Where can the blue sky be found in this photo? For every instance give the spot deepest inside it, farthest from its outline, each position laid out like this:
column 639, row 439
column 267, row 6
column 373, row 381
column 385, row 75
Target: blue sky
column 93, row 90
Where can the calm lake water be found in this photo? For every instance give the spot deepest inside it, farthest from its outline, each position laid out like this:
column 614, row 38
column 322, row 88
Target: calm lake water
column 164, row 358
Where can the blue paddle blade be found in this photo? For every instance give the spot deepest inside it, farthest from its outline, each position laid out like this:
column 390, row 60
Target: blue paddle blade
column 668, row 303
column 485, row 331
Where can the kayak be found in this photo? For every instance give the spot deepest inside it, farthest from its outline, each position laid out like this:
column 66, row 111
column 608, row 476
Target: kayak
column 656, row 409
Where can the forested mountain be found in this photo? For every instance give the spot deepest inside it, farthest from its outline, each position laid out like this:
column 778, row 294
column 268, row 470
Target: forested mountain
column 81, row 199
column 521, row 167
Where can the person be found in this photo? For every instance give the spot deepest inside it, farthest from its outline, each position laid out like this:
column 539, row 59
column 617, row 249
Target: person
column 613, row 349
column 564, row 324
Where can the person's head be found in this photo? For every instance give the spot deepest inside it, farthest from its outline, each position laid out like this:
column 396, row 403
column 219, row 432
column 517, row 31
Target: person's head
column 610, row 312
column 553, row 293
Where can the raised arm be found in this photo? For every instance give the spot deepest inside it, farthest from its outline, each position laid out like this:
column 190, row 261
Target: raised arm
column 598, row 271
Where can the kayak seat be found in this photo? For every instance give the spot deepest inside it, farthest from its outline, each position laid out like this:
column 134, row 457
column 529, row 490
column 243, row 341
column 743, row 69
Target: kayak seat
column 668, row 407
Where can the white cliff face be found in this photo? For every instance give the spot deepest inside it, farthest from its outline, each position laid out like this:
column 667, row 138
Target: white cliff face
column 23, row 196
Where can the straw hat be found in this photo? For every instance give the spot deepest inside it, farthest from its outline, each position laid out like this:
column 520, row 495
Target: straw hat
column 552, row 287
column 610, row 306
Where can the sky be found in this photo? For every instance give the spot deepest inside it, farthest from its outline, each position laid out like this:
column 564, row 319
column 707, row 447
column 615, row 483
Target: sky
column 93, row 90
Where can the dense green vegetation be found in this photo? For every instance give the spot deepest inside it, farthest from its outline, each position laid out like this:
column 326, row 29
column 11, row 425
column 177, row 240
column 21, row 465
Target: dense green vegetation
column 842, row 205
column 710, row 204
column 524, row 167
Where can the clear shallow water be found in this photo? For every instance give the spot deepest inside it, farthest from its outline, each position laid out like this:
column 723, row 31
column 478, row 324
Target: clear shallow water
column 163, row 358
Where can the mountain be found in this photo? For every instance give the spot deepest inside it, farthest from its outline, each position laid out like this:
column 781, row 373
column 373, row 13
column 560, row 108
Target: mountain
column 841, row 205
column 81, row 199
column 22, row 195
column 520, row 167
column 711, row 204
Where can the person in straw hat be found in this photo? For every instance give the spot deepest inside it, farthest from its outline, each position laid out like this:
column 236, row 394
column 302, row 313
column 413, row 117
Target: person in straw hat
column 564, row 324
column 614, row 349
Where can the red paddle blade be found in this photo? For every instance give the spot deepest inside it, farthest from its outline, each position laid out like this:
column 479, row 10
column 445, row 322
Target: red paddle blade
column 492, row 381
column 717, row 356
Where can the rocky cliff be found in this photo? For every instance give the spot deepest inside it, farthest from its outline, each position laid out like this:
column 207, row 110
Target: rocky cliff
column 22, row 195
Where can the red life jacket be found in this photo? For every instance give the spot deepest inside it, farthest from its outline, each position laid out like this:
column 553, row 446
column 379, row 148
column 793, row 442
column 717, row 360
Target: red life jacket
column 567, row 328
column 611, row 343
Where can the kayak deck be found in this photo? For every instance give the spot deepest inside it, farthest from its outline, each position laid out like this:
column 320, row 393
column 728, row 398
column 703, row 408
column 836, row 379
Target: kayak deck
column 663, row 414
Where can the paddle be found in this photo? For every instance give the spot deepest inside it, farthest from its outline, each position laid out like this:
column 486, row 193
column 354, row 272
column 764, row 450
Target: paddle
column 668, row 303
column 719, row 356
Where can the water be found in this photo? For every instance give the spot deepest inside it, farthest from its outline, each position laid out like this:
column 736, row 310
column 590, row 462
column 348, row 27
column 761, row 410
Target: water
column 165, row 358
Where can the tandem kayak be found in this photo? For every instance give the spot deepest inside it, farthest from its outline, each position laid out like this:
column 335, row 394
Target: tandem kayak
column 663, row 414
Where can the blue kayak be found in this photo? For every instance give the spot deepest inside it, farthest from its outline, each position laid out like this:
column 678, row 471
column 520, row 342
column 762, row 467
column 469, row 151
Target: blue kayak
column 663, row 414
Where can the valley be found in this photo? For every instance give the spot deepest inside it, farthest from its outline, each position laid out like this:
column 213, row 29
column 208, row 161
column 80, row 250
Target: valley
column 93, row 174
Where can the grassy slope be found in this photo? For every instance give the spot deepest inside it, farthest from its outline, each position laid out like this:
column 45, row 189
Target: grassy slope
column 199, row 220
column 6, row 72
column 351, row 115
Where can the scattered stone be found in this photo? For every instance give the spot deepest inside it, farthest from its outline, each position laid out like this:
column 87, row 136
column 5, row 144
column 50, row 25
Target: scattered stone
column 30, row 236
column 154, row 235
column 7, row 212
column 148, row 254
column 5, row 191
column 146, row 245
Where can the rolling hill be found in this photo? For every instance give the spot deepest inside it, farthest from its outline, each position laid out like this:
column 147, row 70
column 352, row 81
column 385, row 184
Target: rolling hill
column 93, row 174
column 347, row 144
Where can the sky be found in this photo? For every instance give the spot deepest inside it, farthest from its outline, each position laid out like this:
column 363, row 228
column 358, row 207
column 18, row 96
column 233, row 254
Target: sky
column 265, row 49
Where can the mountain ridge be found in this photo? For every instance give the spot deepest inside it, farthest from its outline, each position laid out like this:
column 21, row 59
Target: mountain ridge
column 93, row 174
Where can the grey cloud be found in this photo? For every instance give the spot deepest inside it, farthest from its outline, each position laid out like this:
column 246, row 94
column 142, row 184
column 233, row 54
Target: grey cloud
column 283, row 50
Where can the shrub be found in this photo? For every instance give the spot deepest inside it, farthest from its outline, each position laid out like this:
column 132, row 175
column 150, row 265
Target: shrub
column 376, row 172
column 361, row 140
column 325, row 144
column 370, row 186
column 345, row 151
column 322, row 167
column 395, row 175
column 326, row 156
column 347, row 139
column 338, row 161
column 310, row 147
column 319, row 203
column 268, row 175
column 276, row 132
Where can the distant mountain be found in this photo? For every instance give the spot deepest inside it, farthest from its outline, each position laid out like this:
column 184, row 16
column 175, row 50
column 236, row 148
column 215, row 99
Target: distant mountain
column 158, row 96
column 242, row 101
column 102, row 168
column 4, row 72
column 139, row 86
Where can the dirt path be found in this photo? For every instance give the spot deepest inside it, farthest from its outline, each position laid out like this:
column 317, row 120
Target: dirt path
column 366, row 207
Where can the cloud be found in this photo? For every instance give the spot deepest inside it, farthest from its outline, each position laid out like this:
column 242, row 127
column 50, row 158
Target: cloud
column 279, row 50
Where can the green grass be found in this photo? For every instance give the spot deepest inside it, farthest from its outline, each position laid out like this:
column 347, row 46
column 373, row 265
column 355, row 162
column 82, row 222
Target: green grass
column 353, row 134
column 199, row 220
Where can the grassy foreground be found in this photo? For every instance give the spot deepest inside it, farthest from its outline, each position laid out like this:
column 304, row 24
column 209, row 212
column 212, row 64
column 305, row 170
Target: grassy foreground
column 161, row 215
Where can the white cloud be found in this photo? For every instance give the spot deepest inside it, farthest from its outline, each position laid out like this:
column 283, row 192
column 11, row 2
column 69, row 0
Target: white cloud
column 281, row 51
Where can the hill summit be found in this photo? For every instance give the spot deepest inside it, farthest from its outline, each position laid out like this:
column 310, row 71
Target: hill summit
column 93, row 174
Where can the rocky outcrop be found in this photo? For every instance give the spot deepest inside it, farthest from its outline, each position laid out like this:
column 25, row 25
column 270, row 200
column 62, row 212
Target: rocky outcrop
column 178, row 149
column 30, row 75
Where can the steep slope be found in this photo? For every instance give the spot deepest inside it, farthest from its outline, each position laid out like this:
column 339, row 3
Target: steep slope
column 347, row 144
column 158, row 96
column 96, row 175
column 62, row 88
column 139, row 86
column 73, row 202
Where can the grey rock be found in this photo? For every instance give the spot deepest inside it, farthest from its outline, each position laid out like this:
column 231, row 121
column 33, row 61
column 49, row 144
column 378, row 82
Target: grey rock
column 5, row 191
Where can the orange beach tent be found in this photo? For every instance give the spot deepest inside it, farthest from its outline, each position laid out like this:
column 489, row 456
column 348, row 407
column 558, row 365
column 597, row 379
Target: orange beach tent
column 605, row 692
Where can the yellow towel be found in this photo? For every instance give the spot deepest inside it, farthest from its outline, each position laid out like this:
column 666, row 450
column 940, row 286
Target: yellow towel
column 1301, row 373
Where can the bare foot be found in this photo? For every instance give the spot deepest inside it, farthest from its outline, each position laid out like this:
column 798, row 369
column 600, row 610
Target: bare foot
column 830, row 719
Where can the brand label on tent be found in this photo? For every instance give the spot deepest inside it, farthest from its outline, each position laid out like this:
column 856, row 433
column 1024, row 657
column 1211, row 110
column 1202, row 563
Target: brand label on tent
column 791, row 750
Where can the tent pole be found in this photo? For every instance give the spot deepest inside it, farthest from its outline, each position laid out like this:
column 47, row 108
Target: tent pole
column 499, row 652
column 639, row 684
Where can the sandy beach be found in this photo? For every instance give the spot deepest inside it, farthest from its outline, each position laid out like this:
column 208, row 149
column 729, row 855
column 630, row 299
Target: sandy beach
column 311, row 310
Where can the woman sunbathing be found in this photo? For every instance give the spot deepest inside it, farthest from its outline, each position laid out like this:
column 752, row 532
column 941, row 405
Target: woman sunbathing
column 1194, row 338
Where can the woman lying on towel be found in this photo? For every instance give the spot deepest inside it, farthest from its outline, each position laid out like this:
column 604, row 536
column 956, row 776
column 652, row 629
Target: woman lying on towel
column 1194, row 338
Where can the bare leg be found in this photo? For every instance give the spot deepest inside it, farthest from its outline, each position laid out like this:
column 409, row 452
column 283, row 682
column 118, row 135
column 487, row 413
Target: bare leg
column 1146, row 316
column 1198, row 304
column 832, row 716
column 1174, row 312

● **Aim of the exercise**: Begin at the line of the data that has "Where can the blue paddle" and stop after the line that has "column 485, row 331". Reproduce those lines with "paddle blade" replaced by "oar blade" and everything else unchanged.

● **Task response**:
Where can the blue oar blade be found in this photo? For every instance give the spot deepest inside it, farthest from its outline, each position laid out like this:
column 390, row 60
Target: blue oar blade
column 668, row 303
column 485, row 331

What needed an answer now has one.